# start of RECORDS PROVIDED

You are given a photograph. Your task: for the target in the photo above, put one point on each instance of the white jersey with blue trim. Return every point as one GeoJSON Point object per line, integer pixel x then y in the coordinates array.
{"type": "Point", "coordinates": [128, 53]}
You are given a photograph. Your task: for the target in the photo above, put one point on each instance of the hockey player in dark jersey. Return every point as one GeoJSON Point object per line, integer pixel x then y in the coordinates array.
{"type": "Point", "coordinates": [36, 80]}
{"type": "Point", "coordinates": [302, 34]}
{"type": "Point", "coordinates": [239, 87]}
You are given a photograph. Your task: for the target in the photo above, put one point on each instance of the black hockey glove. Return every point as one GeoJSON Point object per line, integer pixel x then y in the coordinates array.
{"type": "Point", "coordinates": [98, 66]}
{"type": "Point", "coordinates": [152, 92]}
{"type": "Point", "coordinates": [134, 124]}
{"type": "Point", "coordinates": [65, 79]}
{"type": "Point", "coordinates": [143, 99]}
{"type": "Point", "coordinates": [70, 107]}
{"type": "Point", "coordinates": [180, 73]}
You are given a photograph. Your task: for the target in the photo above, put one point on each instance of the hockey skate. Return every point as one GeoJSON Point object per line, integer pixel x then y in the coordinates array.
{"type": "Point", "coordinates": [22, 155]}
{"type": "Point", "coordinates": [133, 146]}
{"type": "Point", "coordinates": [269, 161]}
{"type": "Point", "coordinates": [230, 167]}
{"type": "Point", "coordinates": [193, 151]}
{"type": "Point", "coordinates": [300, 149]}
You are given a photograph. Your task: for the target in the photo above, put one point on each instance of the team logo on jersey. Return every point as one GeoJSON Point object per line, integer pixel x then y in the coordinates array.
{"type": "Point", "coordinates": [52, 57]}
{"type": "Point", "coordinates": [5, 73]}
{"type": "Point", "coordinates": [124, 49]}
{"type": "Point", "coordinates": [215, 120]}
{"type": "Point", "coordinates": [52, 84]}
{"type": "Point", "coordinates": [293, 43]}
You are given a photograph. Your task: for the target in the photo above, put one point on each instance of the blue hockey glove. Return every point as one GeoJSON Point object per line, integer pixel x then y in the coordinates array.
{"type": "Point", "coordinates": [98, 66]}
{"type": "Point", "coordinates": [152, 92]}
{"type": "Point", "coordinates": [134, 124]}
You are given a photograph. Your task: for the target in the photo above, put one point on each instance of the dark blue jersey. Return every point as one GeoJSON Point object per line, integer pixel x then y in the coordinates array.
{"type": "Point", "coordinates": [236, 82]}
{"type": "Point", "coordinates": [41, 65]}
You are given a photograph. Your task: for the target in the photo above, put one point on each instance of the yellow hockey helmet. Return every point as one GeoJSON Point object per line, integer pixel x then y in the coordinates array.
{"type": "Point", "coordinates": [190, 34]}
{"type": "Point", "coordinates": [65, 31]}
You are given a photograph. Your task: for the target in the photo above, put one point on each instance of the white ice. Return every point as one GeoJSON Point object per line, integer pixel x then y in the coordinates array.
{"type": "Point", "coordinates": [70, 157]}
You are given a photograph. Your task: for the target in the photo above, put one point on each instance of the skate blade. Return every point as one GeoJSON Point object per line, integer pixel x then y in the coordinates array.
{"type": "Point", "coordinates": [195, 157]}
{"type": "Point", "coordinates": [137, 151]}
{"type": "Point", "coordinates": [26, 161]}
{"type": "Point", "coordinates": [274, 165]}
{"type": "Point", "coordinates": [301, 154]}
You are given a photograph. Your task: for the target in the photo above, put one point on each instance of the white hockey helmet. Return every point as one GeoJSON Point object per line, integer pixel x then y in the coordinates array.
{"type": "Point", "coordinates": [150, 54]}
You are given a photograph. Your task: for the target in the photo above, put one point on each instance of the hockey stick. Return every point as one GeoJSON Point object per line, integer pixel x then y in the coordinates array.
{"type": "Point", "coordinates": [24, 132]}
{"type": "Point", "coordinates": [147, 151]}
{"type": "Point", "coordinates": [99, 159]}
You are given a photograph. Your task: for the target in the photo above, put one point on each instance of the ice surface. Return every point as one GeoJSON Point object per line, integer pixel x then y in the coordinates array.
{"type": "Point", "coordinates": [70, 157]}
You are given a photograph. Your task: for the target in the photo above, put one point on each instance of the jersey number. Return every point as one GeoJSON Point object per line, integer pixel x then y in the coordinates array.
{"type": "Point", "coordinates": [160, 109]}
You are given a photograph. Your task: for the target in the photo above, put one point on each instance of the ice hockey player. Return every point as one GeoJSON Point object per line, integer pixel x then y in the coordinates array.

# end of RECORDS PROVIDED

EXERCISE |
Write every record out again, unaltered.

SOLUTION TO THE EXERCISE |
You are given a photograph. Your task: for the target in the photo above, put one point on each instance of the white jersey with blue trim. Return every point as one GeoJSON Point object per line, integer pixel x then y in the coordinates array.
{"type": "Point", "coordinates": [128, 53]}
You are given a photograph. Your task: for the target in the photo above, put one point on each instance of the hockey player in dark jersey. Return every point as one GeoJSON Point object per line, integer pixel x then y in the coordinates array.
{"type": "Point", "coordinates": [36, 80]}
{"type": "Point", "coordinates": [302, 34]}
{"type": "Point", "coordinates": [239, 87]}
You are given a photograph. Your task: for the target in the photo above, put one point on each instance of the black hockey glove. Return every point as one GeoJSON Point object per line, integer pixel x then y in the coordinates array.
{"type": "Point", "coordinates": [98, 66]}
{"type": "Point", "coordinates": [152, 92]}
{"type": "Point", "coordinates": [134, 124]}
{"type": "Point", "coordinates": [65, 79]}
{"type": "Point", "coordinates": [143, 99]}
{"type": "Point", "coordinates": [70, 107]}
{"type": "Point", "coordinates": [180, 73]}
You are given a photograph. Your task: for the target in the photo above, put one point on each instance of the hockey skate. Return every point as one GeoJSON Point object per line, integer pixel x then y in the coordinates array.
{"type": "Point", "coordinates": [22, 155]}
{"type": "Point", "coordinates": [133, 146]}
{"type": "Point", "coordinates": [269, 161]}
{"type": "Point", "coordinates": [230, 167]}
{"type": "Point", "coordinates": [193, 151]}
{"type": "Point", "coordinates": [300, 149]}
You are given a photograph. Your task: for the target in the photo above, put one point on each instance of the team logo on jersey. Return every point as one GeoJSON Point object per line, integer pixel x then y in the coordinates array.
{"type": "Point", "coordinates": [52, 57]}
{"type": "Point", "coordinates": [5, 73]}
{"type": "Point", "coordinates": [124, 49]}
{"type": "Point", "coordinates": [215, 120]}
{"type": "Point", "coordinates": [52, 84]}
{"type": "Point", "coordinates": [293, 43]}
You are given a photograph. Your task: for the target in the photo above, put one point on each instance of the blue hockey glove. Return every point as one GeoJSON Point object per line, integer pixel x then y in the coordinates array.
{"type": "Point", "coordinates": [98, 66]}
{"type": "Point", "coordinates": [152, 92]}
{"type": "Point", "coordinates": [134, 124]}
You are given a photograph. Your task: for the target in the photo above, put one point on each instance of the dark blue jersey. Return every point as one GeoJSON Point object per line, integer pixel x then y in the coordinates array.
{"type": "Point", "coordinates": [236, 82]}
{"type": "Point", "coordinates": [41, 65]}
You are given a photograph. Your task: for the target in the photo above, put one point on each instance of the yellow hockey helmet. Return every point as one GeoJSON Point object per line, integer pixel x then y in the coordinates array.
{"type": "Point", "coordinates": [190, 34]}
{"type": "Point", "coordinates": [65, 31]}
You are given a photograph. Your task: for the target in the photo above, put one point on each instance of the white ice. Return every point as one GeoJSON Point object per line, integer pixel x then y in the coordinates array.
{"type": "Point", "coordinates": [70, 157]}
You are given a photograph. Your task: for the target in the photo above, put one point on each instance of the skate blade. Return every point as one GeoJSON Point object per line, integer pixel x then y in the coordinates array.
{"type": "Point", "coordinates": [195, 157]}
{"type": "Point", "coordinates": [137, 151]}
{"type": "Point", "coordinates": [26, 161]}
{"type": "Point", "coordinates": [274, 165]}
{"type": "Point", "coordinates": [301, 154]}
You are given a photograph. Your task: for the target in the photo above, put one point on each instance of the white hockey helmet. Return every point as one GeoJSON Point object per line, integer pixel x then y in the coordinates array.
{"type": "Point", "coordinates": [150, 54]}
You are given a photograph. Your task: for the target in the photo above, put one point on each instance of the hockey stick. Return every point as one GeoJSON Point object per line, integer pixel x then y in the coordinates array.
{"type": "Point", "coordinates": [24, 132]}
{"type": "Point", "coordinates": [147, 151]}
{"type": "Point", "coordinates": [99, 159]}
You are given a photograph. Your task: for the target in the photo above, put one point on each instance of the ice surface. Return every point as one GeoJSON Point object per line, integer pixel x then y in the coordinates array.
{"type": "Point", "coordinates": [70, 157]}
You are given a photograph. Your task: for the target in the photo above, put one point on each instance of the jersey number. Return every point as one GeoJSON Point object per line, integer pixel x then y in the coordinates array.
{"type": "Point", "coordinates": [160, 109]}
You are given a photograph. Your task: for the target in the photo above, put one point on each instance of the ice hockey player. Return every point as one GeoJSON Point object per line, integer pixel x then y in the coordinates array.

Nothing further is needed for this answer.